◆ Brief
All entries should be printed precisely as written.

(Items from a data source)

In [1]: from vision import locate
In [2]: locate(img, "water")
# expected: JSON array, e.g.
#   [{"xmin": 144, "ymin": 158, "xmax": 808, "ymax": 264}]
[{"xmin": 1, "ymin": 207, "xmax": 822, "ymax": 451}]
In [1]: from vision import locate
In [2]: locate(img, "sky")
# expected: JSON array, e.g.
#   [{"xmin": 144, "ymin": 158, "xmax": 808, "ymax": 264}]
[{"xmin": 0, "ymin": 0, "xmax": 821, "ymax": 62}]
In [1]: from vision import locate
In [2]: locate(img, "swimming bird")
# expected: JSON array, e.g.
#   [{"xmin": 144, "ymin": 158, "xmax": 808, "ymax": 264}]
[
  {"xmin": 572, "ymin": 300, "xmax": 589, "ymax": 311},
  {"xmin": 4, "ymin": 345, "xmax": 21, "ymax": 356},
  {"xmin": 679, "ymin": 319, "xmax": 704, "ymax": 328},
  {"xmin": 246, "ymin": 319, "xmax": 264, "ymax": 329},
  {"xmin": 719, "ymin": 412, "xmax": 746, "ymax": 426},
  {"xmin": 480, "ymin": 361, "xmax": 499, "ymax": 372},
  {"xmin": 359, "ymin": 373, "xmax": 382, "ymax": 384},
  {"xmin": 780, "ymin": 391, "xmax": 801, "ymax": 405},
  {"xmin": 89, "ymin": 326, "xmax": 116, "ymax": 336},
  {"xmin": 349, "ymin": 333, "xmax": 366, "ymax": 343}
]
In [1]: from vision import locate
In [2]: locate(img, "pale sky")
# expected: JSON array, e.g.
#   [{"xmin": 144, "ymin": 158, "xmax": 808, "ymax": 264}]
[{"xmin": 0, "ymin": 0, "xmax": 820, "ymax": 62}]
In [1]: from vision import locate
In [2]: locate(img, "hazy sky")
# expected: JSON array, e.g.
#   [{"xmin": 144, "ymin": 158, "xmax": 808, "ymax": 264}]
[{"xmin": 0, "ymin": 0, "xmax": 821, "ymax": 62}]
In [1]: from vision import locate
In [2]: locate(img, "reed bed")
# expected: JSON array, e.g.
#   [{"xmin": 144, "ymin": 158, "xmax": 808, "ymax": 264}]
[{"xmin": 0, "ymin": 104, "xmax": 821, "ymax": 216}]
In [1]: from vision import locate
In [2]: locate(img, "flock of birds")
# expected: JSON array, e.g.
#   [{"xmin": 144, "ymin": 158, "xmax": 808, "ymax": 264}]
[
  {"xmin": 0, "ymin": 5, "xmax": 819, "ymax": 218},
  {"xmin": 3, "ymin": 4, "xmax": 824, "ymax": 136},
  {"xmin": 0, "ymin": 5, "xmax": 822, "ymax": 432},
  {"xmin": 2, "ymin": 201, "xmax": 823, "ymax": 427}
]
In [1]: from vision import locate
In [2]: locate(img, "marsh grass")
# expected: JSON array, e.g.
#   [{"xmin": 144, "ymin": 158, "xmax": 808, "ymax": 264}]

◆ Response to this task
In [1]: from vision import locate
In [2]: locate(img, "water")
# expected: JSON array, e.g.
#   [{"xmin": 144, "ymin": 158, "xmax": 808, "ymax": 264}]
[{"xmin": 1, "ymin": 207, "xmax": 822, "ymax": 451}]
In [1]: from vision import locate
In [2]: locate(img, "sky")
# expected: JSON array, e.g.
#   [{"xmin": 144, "ymin": 158, "xmax": 808, "ymax": 264}]
[{"xmin": 0, "ymin": 0, "xmax": 821, "ymax": 62}]
In [1]: from vision import locate
In [2]: locate(img, "swimming bird")
# expected: JSON array, e.g.
#   [{"xmin": 144, "ymin": 158, "xmax": 808, "ymax": 264}]
[
  {"xmin": 572, "ymin": 300, "xmax": 589, "ymax": 311},
  {"xmin": 4, "ymin": 345, "xmax": 21, "ymax": 356},
  {"xmin": 679, "ymin": 319, "xmax": 704, "ymax": 328},
  {"xmin": 246, "ymin": 319, "xmax": 264, "ymax": 329},
  {"xmin": 719, "ymin": 412, "xmax": 746, "ymax": 426},
  {"xmin": 480, "ymin": 361, "xmax": 499, "ymax": 372},
  {"xmin": 359, "ymin": 373, "xmax": 382, "ymax": 384},
  {"xmin": 780, "ymin": 391, "xmax": 801, "ymax": 405},
  {"xmin": 89, "ymin": 326, "xmax": 116, "ymax": 336},
  {"xmin": 349, "ymin": 333, "xmax": 366, "ymax": 343}
]
In [1]: from vision import locate
In [2]: locate(img, "pale sky")
# expected: JSON array, e.g.
#   [{"xmin": 144, "ymin": 158, "xmax": 808, "ymax": 264}]
[{"xmin": 0, "ymin": 0, "xmax": 820, "ymax": 62}]
In [1]: from vision import locate
In [2]: locate(img, "hazy sky")
# expected: JSON array, e.g.
#   [{"xmin": 144, "ymin": 158, "xmax": 808, "ymax": 264}]
[{"xmin": 0, "ymin": 0, "xmax": 821, "ymax": 62}]
In [1]: from vision import locate
In [2]: locate(img, "reed bed")
# expected: JSON array, e.g.
#   [{"xmin": 144, "ymin": 158, "xmax": 808, "ymax": 264}]
[{"xmin": 0, "ymin": 104, "xmax": 821, "ymax": 216}]
In [1]: from vision import locate
In [2]: locate(img, "flock of birds")
# expected: JSON array, e.g.
#   [{"xmin": 144, "ymin": 158, "xmax": 808, "ymax": 264}]
[
  {"xmin": 0, "ymin": 5, "xmax": 819, "ymax": 218},
  {"xmin": 3, "ymin": 4, "xmax": 824, "ymax": 136},
  {"xmin": 0, "ymin": 5, "xmax": 822, "ymax": 432},
  {"xmin": 2, "ymin": 201, "xmax": 823, "ymax": 427}
]
In [1]: from vision import locate
In [2]: locate(img, "marsh grass")
# expected: JSON array, e.g.
#   [{"xmin": 144, "ymin": 158, "xmax": 808, "ymax": 264}]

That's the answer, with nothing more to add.